───── Listed records ─────
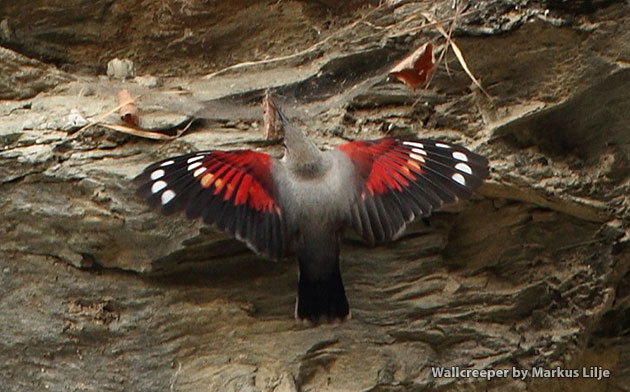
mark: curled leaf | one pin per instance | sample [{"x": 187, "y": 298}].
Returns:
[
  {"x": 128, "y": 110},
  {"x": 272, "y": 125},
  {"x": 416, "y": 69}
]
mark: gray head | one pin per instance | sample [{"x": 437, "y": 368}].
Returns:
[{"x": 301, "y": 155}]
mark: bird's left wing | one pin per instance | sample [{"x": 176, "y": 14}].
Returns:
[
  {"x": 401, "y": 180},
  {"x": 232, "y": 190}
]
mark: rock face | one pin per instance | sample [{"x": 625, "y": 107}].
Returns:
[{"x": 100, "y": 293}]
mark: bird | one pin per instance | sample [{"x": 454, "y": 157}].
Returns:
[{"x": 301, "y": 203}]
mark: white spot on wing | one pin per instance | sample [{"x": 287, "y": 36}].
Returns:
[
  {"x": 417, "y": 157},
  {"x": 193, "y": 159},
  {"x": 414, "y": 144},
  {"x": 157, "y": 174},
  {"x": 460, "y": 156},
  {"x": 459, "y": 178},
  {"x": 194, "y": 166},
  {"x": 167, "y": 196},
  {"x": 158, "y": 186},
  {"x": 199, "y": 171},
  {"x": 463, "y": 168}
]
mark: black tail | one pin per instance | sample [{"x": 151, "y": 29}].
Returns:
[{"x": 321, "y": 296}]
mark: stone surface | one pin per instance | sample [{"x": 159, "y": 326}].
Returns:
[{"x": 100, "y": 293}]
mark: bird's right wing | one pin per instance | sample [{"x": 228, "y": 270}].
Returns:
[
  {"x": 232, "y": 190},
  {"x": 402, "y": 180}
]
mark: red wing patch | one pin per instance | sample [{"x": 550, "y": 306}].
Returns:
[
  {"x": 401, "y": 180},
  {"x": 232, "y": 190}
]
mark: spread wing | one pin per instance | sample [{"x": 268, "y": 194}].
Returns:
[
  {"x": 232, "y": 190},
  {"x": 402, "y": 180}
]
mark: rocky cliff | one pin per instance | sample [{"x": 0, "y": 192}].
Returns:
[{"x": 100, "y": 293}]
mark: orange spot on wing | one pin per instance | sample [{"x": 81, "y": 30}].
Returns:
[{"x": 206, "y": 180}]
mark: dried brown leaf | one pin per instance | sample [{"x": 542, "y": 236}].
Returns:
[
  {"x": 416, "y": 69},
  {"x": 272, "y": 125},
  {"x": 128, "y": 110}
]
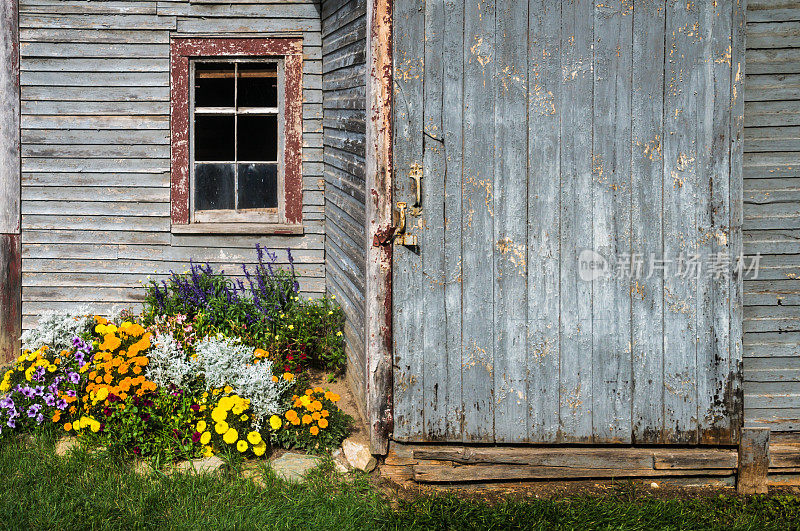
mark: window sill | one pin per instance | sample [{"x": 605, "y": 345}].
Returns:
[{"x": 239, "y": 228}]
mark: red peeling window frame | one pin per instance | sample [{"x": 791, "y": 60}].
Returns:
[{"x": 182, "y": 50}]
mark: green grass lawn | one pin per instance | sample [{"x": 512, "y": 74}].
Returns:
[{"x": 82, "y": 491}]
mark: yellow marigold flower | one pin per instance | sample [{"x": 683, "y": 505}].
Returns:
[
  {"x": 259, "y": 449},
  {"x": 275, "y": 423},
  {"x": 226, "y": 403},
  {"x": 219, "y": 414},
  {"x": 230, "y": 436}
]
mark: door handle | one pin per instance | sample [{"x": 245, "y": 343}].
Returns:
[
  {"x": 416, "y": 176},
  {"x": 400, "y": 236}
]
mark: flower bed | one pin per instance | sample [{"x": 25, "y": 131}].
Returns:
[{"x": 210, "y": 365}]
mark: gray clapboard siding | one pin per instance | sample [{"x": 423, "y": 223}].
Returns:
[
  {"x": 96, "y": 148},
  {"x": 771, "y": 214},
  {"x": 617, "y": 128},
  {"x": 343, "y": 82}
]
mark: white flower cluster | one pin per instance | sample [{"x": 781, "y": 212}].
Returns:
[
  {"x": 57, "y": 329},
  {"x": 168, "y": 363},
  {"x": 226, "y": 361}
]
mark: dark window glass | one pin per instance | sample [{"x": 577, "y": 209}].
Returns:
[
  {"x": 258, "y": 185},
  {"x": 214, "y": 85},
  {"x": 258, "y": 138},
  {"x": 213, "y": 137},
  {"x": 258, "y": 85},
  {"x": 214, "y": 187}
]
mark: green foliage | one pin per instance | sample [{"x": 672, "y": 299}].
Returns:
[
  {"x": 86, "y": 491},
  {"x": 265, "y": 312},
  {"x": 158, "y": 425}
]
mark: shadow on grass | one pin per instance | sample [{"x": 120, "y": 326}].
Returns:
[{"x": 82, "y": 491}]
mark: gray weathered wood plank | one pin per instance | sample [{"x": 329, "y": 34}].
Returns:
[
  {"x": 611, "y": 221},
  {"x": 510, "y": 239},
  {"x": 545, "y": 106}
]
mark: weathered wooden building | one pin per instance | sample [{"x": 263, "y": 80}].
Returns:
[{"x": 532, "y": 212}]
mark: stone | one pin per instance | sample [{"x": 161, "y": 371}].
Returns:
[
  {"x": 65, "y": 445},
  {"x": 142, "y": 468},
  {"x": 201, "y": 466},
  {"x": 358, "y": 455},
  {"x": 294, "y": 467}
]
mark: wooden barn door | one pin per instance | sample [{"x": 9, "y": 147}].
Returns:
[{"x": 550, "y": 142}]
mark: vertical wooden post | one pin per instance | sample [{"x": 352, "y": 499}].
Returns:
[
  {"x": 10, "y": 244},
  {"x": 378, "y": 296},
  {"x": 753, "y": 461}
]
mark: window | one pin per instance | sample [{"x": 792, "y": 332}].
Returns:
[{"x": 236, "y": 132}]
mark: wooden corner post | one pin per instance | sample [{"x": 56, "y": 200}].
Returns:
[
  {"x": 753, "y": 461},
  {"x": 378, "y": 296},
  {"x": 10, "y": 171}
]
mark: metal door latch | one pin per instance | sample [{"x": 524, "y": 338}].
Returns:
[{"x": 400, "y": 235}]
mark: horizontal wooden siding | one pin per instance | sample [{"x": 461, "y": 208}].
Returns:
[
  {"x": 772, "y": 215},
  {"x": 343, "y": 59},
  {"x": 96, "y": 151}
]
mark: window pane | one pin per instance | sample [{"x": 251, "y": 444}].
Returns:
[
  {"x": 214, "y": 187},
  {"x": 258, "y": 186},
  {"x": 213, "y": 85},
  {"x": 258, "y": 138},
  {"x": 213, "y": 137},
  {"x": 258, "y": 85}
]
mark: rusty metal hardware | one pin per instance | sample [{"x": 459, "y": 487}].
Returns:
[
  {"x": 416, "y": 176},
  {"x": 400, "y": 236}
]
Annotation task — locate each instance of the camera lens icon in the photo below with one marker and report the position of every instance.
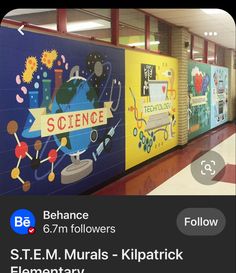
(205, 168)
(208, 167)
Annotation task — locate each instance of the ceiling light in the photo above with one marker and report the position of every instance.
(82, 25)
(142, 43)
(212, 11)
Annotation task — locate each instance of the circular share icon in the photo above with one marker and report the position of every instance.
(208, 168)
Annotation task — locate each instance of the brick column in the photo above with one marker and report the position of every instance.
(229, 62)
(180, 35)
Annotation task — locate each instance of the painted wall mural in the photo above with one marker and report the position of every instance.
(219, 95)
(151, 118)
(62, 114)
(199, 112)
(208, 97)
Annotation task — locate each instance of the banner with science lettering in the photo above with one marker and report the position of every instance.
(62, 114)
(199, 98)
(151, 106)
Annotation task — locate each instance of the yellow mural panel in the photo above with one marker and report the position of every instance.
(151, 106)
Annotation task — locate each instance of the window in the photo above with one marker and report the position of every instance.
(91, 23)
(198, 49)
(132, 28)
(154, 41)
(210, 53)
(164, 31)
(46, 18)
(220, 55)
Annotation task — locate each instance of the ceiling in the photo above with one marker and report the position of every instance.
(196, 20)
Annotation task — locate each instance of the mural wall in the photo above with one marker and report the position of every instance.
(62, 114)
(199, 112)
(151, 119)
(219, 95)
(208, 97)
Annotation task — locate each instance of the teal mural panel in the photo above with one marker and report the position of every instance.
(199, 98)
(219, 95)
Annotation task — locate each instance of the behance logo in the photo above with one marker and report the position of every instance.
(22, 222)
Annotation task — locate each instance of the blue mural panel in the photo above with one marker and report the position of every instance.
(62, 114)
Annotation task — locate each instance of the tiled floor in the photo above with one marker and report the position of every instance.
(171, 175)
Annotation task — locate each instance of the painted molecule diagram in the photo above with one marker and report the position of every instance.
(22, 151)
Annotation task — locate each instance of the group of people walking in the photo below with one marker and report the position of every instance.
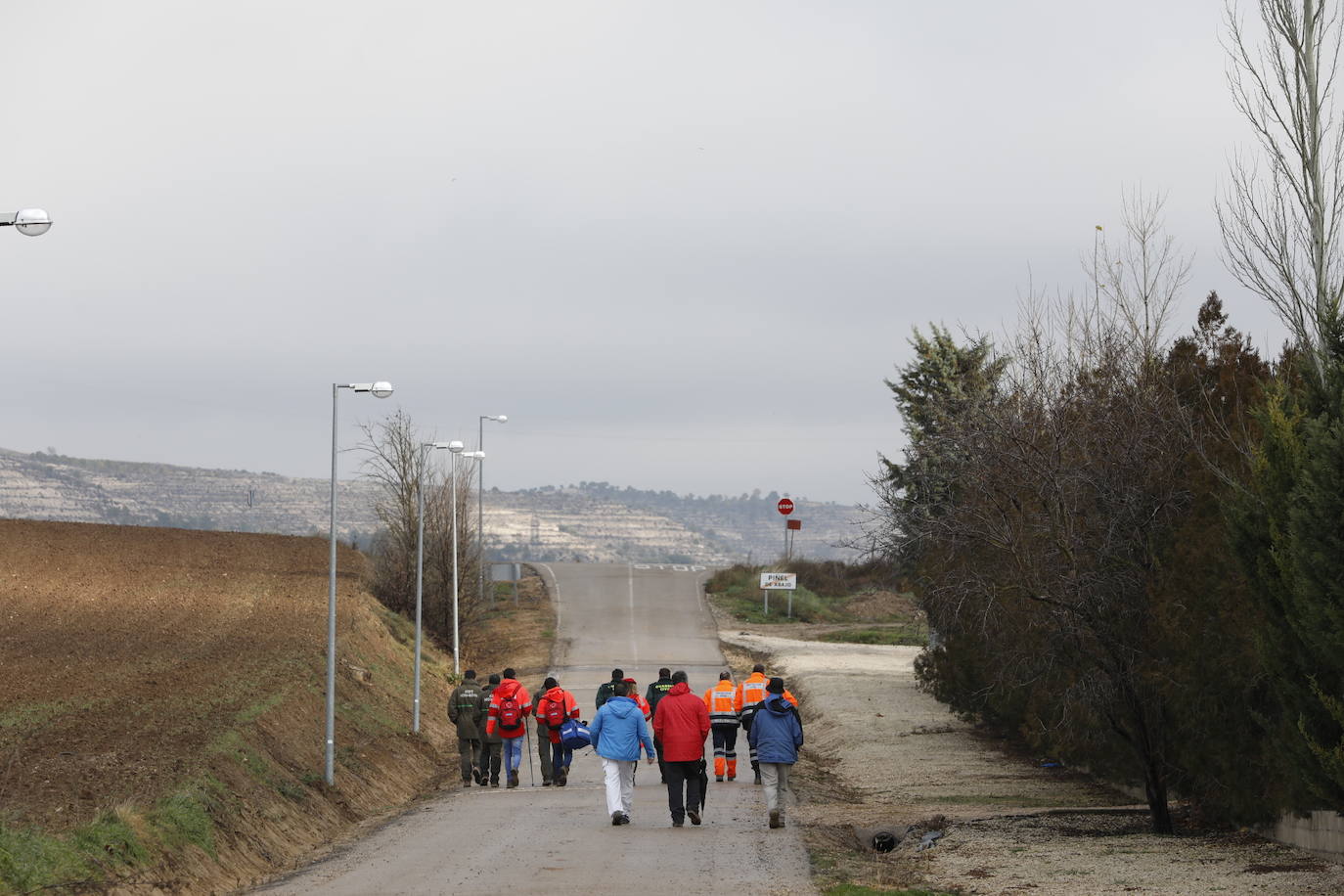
─────
▸ **Stated problem**
Every line from the one containing "Annotation task — locate each instance of the ceiling in" through the end of the entries above, both included, should be extracted exactly, with pictures left out.

▸ **Solution to this problem**
Annotation task — locate each instance of the ceiling in the photo above with one marker and report the position of every instance.
(196, 20)
Annotation task — locate each instance of the mural wall in the photo above with one marker and report the position of every instance.
(62, 114)
(199, 112)
(151, 119)
(219, 95)
(208, 97)
Annotation task — locate each instance of the teal mural panel in the photo above with one marker and report the position of every instance.
(199, 98)
(219, 95)
Annotation task — locate each instance of the behance logo in the photo above with one marker and report the position of every instance.
(22, 222)
Annotation task — locate each instance of the blue mural panel in the photo above with one marker and report the position of every instance.
(62, 114)
Annotation task — locate each instance of the tiled floor in the photo above with one marker and report the position of every instance.
(171, 175)
Annotation task — locate each instance of the painted molecule diagram in the photo above with one marker and report the position of every instance.
(22, 151)
Annotation task — locate each instance of the group of people walking in the photo below with one marker and report the position of every instance.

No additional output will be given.